Supplied records below:

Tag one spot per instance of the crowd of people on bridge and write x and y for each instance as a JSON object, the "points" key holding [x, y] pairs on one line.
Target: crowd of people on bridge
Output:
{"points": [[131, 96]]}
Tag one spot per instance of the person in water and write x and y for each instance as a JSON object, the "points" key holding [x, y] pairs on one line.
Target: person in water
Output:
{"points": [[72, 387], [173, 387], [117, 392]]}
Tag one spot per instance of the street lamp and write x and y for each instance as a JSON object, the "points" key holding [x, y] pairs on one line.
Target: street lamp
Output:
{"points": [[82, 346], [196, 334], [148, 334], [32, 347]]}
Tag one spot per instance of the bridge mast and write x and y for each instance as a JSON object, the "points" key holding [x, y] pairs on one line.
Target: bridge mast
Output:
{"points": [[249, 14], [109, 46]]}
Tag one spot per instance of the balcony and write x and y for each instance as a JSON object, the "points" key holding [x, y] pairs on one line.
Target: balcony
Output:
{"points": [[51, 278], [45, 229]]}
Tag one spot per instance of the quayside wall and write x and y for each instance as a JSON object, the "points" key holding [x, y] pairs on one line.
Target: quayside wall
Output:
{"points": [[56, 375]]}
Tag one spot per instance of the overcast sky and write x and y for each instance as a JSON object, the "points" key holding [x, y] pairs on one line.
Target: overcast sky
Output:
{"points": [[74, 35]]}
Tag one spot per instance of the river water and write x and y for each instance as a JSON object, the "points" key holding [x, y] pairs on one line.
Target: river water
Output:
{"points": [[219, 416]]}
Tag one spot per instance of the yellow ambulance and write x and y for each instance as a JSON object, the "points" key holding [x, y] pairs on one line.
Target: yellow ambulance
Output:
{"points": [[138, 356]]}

End of Supplied records.

Each line of the listing has to be repeated exactly in the reply.

Tag one spot per instance of the crowd of people on bridge and write x and y for each instance as a JSON object, the "points" key holding [x, y] pairs on one line.
Target: crowd of people on bridge
Output:
{"points": [[131, 96]]}
Tag one spot per instance of the person in water and write x and y for each instance as a JSON object, the "points" key holding [x, y] pairs on one line.
Target: person in water
Output:
{"points": [[72, 387], [173, 387], [117, 392]]}
Tag one spot per instance of the street lamp and write x and y for each instance as a JSON object, the "points" key holding [x, y] pairs on one line.
Target: street lamp
Output:
{"points": [[82, 346], [196, 334], [148, 334], [32, 347]]}
Tag one spot per instance of the bridge mast and write x and y for each instance as a JSON object, the "points" key holding [x, y] pairs on one line.
Target: bridge mast
Output:
{"points": [[249, 14], [109, 46]]}
Tag one spot per instance of the balcony and write x and y for each instance as a JSON object, the "points" key holding [x, y] pairs on one line.
Target: balcony
Output:
{"points": [[51, 278], [45, 229]]}
Tag one spot per instance of the quayside wall and write x and y for each instance as a JSON object, the "points" key holding [x, y] pairs on one line.
Target: quayside wall
Output:
{"points": [[56, 375]]}
Tag one spot per instance of the overcast sky and write x and y for each instance as a JSON object, the "points" key holding [x, y] pairs on one line.
Target: overcast sky
Output:
{"points": [[74, 35]]}
Tag one spot per instance of the river water and write x and y for each instance as a JSON object, the "points" key holding [x, y] pairs on one line.
Target: river water
Output:
{"points": [[219, 416]]}
Tag one spot per instance of the yellow ambulance and write x and y for each instance as a JSON object, the "points" key holding [x, y] pairs on one line.
Target: yellow ambulance
Output:
{"points": [[138, 356]]}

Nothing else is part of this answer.